## Begin
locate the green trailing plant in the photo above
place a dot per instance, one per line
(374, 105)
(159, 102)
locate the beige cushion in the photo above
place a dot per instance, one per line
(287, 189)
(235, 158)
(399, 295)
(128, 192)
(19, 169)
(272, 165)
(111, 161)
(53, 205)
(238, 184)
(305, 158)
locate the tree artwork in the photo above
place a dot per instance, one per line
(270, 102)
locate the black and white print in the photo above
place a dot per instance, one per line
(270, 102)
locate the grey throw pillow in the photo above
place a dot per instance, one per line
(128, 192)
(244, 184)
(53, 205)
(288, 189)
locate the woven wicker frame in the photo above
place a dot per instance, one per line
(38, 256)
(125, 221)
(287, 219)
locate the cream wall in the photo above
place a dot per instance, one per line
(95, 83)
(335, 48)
## End
Duplicate every row above verbatim, keeping each line in its original order.

**Completed exercise**
locate the green trailing plant in the photo above
place a dot per instance, one per line
(374, 105)
(159, 102)
locate the beige cushion in the photo above
place a dot per instance, one per line
(287, 189)
(235, 158)
(399, 295)
(128, 192)
(19, 169)
(272, 165)
(111, 161)
(53, 205)
(238, 184)
(305, 158)
locate the tree artwork in the photo above
place a dot per instance, one per line
(270, 102)
locate the black and white print in the photo above
place a dot per instance, one per line
(270, 102)
locate the grey throw pillow in the photo above
place a dot per instance, one per line
(128, 192)
(244, 184)
(53, 205)
(288, 189)
locate the woven wicker frame in the photo above
place a dot per instance, one per line
(38, 256)
(125, 221)
(287, 219)
locate the cream wall in the photo above
place a dot per instance, one per line
(95, 83)
(335, 48)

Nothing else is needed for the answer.